Data items
*** Block opens ***
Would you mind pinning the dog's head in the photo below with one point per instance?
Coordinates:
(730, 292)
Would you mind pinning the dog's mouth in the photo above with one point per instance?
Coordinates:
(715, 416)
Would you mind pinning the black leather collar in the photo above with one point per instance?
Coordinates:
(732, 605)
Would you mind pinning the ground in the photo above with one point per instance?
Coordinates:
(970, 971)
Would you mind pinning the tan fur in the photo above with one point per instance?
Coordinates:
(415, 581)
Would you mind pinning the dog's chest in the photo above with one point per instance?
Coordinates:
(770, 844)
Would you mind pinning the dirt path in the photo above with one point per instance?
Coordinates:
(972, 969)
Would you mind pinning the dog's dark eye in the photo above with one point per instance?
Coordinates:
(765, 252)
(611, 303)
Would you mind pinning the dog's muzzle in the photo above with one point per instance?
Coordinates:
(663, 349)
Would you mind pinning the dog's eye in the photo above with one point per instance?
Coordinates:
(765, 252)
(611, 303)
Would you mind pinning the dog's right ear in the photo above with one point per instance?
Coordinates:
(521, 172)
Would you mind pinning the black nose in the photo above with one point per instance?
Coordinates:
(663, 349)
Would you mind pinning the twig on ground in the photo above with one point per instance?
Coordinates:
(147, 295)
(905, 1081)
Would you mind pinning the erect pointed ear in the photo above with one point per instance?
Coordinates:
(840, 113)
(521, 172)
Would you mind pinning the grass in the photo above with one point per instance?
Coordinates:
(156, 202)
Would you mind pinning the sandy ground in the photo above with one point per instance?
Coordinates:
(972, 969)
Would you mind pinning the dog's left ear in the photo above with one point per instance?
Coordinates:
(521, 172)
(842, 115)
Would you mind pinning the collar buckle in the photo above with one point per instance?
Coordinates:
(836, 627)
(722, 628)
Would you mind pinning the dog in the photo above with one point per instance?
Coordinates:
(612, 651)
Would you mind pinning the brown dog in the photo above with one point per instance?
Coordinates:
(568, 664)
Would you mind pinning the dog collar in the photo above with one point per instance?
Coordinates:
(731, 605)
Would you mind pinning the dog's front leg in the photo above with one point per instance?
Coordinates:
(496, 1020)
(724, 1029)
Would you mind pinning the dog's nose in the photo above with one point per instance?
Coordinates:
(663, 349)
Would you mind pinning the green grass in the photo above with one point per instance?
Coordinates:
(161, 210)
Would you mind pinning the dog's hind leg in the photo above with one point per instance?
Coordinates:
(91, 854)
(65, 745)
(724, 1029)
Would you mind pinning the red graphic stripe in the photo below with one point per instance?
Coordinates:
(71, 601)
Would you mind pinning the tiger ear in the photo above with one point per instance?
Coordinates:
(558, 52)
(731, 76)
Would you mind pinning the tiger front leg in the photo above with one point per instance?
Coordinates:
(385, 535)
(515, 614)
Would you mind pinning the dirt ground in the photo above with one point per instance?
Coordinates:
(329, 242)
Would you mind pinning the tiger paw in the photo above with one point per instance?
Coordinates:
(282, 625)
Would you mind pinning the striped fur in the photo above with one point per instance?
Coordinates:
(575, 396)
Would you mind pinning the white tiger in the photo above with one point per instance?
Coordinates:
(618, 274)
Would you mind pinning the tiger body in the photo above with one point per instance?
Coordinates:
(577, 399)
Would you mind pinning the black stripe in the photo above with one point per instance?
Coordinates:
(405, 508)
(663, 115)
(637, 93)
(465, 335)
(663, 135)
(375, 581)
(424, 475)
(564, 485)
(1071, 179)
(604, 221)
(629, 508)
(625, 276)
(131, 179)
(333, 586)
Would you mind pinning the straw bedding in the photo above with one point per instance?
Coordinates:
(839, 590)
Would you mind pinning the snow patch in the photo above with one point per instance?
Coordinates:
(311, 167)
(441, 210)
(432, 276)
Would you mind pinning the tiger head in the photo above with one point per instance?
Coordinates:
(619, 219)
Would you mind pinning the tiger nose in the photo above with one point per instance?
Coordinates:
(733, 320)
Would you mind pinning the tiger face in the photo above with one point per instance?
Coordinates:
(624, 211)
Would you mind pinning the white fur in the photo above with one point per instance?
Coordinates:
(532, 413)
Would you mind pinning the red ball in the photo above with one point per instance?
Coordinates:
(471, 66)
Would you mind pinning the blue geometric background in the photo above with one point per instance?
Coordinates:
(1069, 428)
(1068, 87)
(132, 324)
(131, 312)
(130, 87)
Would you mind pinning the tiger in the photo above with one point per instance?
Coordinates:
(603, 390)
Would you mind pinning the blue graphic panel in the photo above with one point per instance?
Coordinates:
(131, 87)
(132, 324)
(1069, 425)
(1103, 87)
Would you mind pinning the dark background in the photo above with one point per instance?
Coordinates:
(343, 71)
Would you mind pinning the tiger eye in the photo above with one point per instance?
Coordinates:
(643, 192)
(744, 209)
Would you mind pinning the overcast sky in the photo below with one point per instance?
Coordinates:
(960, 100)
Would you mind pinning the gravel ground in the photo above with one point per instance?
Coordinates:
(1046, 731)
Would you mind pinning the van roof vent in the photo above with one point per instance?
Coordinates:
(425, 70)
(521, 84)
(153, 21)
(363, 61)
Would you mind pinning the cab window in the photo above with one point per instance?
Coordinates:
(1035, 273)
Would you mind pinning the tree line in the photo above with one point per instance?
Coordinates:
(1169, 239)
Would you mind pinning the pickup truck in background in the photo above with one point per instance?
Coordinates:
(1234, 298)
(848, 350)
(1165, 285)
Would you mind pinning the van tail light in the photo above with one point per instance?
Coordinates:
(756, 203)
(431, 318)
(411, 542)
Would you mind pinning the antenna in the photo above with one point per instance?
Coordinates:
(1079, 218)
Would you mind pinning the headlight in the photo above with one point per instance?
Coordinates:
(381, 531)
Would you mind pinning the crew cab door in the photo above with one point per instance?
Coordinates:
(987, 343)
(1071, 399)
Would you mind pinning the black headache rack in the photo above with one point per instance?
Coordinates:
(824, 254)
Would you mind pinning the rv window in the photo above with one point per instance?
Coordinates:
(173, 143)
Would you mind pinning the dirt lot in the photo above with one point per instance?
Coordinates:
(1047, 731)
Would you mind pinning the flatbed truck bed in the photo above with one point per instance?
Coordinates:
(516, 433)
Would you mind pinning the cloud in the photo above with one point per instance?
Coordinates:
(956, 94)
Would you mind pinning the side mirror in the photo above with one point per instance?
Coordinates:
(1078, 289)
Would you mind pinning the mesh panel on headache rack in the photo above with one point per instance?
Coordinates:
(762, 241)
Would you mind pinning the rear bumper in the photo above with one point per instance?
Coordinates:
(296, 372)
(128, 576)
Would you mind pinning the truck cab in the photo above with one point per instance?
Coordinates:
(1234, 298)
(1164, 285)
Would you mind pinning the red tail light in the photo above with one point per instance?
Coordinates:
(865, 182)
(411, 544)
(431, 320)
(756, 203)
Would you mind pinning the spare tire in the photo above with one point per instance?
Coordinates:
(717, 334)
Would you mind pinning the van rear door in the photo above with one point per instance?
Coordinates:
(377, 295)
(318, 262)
*** Block closes ***
What is being asked
Once you have read the entries above, copy them out exactly as they were given.

Output for this task
Would you mind pinning the dog's head in the photo below with one point per instance?
Coordinates:
(730, 292)
Would you mind pinning the dog's mouth in the photo above with one point per instance?
Coordinates:
(715, 416)
Would you mind pinning the black leather collar in the photo above with one point per instance?
Coordinates:
(732, 605)
Would you mind pinning the ground in the photo above with one point per instance?
Coordinates:
(970, 971)
Would you mind pinning the tan fur in the photo above with one point per instance?
Coordinates:
(415, 581)
Would you mind pinning the dog's chest in the photo above with one point per instance?
Coordinates:
(770, 844)
Would you mind pinning the dirt path in the photo above with one point per instance?
Coordinates:
(972, 969)
Would you mind pinning the dog's dark eye in the photo above with one point per instance?
Coordinates:
(765, 252)
(611, 303)
Would you mind pinning the dog's muzzle in the photo above with one point per instance?
Coordinates:
(663, 349)
Would you mind pinning the dog's eye in the photo above with one point per instance?
Coordinates:
(765, 252)
(611, 303)
Would you mind pinning the dog's right ear in the photo above with one point per instance?
Coordinates:
(521, 172)
Would you mind pinning the black nose in the photo above with one point per instance?
Coordinates:
(663, 349)
Would you mind pinning the twig on ground in the photo above with one point per instance?
Coordinates:
(147, 295)
(905, 1081)
Would you mind pinning the erect pointed ear in the photo above with one point per instance?
Coordinates:
(840, 113)
(521, 172)
Would you mind pinning the grass in the photo above with one point per instance?
Coordinates:
(156, 202)
Would you mind pinning the sandy ground in the photo above with one point per instance?
Coordinates:
(972, 969)
Would you mind pinning the dog's left ear in the photo above with one point per instance?
Coordinates:
(521, 172)
(842, 115)
Would you mind pinning the collar buckle in the photo above with one point per instance?
Coordinates:
(836, 627)
(722, 628)
Would you mind pinning the dog in the photo above with one point per instance?
Coordinates:
(612, 651)
Would you mind pinning the brown dog in the photo above with one point per instance?
Coordinates:
(568, 664)
Would you mind pinning the dog collar in the photo above with one point per instance?
Coordinates:
(731, 605)
Would you mind pinning the dog's front leg in the photo above with one point per instance?
Coordinates:
(496, 1020)
(724, 1029)
Would you mind pinning the dog's nose in the photo above with one point per instance?
Coordinates:
(663, 349)
Would you mind pinning the green grass in the photo above with one point per instance?
Coordinates:
(161, 210)
Would you mind pinning the dog's hind leg in the photo above with one point per instance?
Coordinates:
(91, 854)
(65, 745)
(724, 1029)
Would you mind pinning the red graphic stripe in the photo below with one point per instance?
Coordinates:
(71, 601)
Would you mind pinning the tiger ear in the photo above with one point per instance?
Coordinates:
(558, 52)
(731, 76)
Would you mind pinning the tiger front leg in the photo above with one point per instance?
Coordinates:
(385, 535)
(515, 614)
Would you mind pinning the dirt ground in the photo above with one point per instance?
Coordinates:
(329, 242)
Would you mind pinning the tiger paw in the photo above with one point per instance?
Coordinates:
(282, 625)
Would you mind pinning the striped fur in the photo above with one point per instance?
Coordinates:
(575, 396)
Would you mind pinning the white tiger in the photo above with one point per instance?
Coordinates:
(618, 274)
Would you mind pinning the tiger body in the photo above with one point per instance?
Coordinates:
(577, 399)
Would you mind pinning the black stripe in the photo above with one point per instance?
Coordinates:
(405, 508)
(663, 115)
(637, 93)
(465, 335)
(663, 135)
(375, 581)
(424, 475)
(564, 485)
(1071, 179)
(604, 221)
(629, 508)
(625, 276)
(131, 179)
(333, 586)
Would you mind pinning the straw bedding in the photo above with one point per instance?
Coordinates:
(839, 590)
Would you mind pinning the snow patch in the photo above with one point per instance?
Coordinates:
(311, 167)
(441, 210)
(432, 276)
Would you mind pinning the tiger head in the photo above with one point per instance?
Coordinates:
(619, 219)
Would you mind pinning the tiger nose in the photo above with one point per instance?
Coordinates:
(733, 320)
Would you mind pinning the tiger face in the photo above with one point per instance?
Coordinates:
(624, 211)
Would you mind pinning the white fur in the photo above with one point per instance?
Coordinates:
(532, 413)
Would you mind pinning the red ball in the photo above with one point per instance?
Coordinates:
(471, 66)
Would you mind pinning the blue geometric background in the photo above with one point per instance?
Coordinates:
(1069, 428)
(1068, 87)
(132, 324)
(131, 312)
(130, 87)
Would you mind pinning the tiger in the photo above with one point per instance?
Coordinates:
(603, 390)
Would you mind pinning the blue graphic panel in the photo above with one point per instance?
Coordinates:
(131, 87)
(132, 324)
(1069, 425)
(1103, 87)
Would you mind pinning the dark background in the photo above with one point per instance?
Coordinates:
(343, 71)
Would you mind pinning the tiger eye in the photo above with one point per instance?
Coordinates:
(643, 192)
(744, 209)
Would you mind pinning the overcast sky in the photo below with one point per instance?
Coordinates:
(960, 100)
Would you mind pinning the gravel ground in the photo above with one point per instance?
Coordinates:
(1046, 731)
Would you mind pinning the van roof vent in the photo above with one point per instance?
Coordinates:
(425, 70)
(521, 84)
(153, 21)
(363, 61)
Would you mind pinning the cab window in the photo above with one point per instance?
Coordinates:
(1035, 273)
Would you mind pinning the tree line in the photo above with one point per instance?
Coordinates:
(1169, 239)
Would you mind pinning the pickup truck in background in the photo above with one point per instance?
Coordinates:
(1234, 298)
(848, 350)
(1165, 285)
Would you mind pinning the van tail light in the photo above with one point per instance?
Coordinates:
(756, 203)
(431, 318)
(411, 542)
Would you mind pinning the antenna in the photo above with one point per instance?
Coordinates:
(1079, 218)
Would you mind pinning the headlight in the photo above with one point per instance?
Coordinates:
(381, 531)
Would you mind pinning the crew cab door in the photo above with one point per instance?
Coordinates:
(987, 343)
(1071, 399)
Would you mind pinning the black headache rack in the photo above with one point per instance?
Coordinates:
(824, 254)
Would you mind pinning the rv window in the photo above with one point per instance?
Coordinates:
(173, 143)
Would you mind pinning the dirt lot in the photo above with one point per instance?
Coordinates:
(1047, 731)
Would you mind pinning the flatbed truck bed in the photo above with one point per instance?
Coordinates:
(516, 433)
Would you mind pinning the cloud in the photo above with one point per instance?
Coordinates:
(956, 94)
Would you mind pinning the side mirror in the photo above with one point per instance?
Coordinates:
(1078, 289)
Would you mind pinning the mesh panel on headache rack in the photo above with one point per instance?
Coordinates:
(762, 241)
Would you mind pinning the rear bumper in the photo above with one point per instance?
Coordinates:
(296, 372)
(128, 576)
Would you mind pinning the truck cab in the photo above with one point per instance?
Coordinates:
(1234, 298)
(1164, 285)
Would you mind pinning the red tail light in the photo above with one point per instance?
Coordinates:
(865, 182)
(411, 544)
(431, 320)
(756, 203)
Would you mind pinning the spare tire in the photo above with one point per instance?
Coordinates:
(717, 334)
Would you mind pinning the van rear door in the photo above with one point per instance?
Coordinates:
(377, 295)
(318, 262)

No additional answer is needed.